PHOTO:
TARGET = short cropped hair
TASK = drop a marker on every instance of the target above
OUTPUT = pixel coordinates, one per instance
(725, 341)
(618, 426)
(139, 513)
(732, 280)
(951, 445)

ABOUT THIS TASK ::
The expected output is the run of lines from the one that includes "TARGET = short cropped hair" through the end of the listing above, exactly as they stand.

SOLUTION ::
TARGET = short cropped hair
TASK = drop a marker on every instance of the target above
OUTPUT = pixel coordinates, one per instance
(725, 341)
(618, 426)
(139, 513)
(732, 280)
(951, 445)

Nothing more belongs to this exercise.